--- START PAGE EXTRACT ---

Look for the 25$ heated soldier pump.

Remove the pump. Add a fish tank air pump on a separate footswitch & voila. I run mine at 240v with a little step up transformer, the extra heat removes the need for a heated soldier table.

For a heated SMD soldier table, get a 10$ mini 1 stove top cooker & a 1 rectangular near all flat frying pan.

These are other extra cheap DIY methods.
 
Re: THanx

Coolin said:
for a novice it helps.

This is exactly for whom the document was written. Novice engineers / experimenters who never worked with SMD before may not realize some of these simple steps which make good flat SMD work with a normal iron possible. Or, that the purchases items on page 1 would last for a few thousand 2-3 pin components. Over 500 8 pin, or 14 pin SMD ICs.
 
I've never used multiple irons to remove a two "lead" device. I always use the method of building up a little extra solder on one side, then quickly switching the iron to the opposite side and "pushing" the component off the pad. Works like a charm. I've never ruined a component this way, even ceramic caps.

--- END PAGE EXTRACT ---
--- START PROVIDED DATA ---

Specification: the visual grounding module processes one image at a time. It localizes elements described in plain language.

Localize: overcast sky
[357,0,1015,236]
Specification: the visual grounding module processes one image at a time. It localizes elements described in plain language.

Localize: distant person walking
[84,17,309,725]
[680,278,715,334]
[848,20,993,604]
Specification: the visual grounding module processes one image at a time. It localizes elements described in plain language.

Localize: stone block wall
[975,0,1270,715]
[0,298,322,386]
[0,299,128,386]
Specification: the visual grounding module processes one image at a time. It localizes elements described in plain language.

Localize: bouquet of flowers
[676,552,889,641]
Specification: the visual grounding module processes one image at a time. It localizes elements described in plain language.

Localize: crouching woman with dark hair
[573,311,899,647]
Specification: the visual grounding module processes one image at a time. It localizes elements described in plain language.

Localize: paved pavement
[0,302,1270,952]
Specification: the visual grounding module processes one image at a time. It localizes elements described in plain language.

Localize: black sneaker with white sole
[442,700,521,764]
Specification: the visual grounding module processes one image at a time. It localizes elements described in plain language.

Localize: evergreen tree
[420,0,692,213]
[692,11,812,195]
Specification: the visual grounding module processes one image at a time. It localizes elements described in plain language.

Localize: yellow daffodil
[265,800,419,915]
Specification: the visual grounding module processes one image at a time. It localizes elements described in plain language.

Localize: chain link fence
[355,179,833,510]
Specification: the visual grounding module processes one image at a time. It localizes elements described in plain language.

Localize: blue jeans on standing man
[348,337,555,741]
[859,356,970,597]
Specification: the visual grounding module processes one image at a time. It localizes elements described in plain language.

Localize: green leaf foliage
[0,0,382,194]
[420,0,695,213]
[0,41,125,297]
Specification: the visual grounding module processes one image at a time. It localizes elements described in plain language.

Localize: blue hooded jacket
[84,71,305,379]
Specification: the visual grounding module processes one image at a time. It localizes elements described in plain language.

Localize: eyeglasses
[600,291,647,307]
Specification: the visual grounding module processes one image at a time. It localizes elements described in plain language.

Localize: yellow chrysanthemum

--- END PROVIDED DATA ---

WHAT TO WORK ON: Extend the forum discussion on soldering SMD parts with inexpensive tools, beginning right after its final sentence about removing a component by pushing it off the pad.

OUTPUT OF THE EXERCISE:
 
tiroth said:
I've never used multiple irons to remove a two "lead" device. I always use the method of building up a little extra solder on one side, then quickly switching the iron to the opposite side and "pushing" the component off the pad. Works like a charm. I've never ruined a component this way, even ceramic caps.


This is usually what I do too, but if you have 10 or more to change, having that 5$ second iron & using the 2 like a heated tweeser to pick off all the resistors is really less messy & the removed resistors are really clean for future use.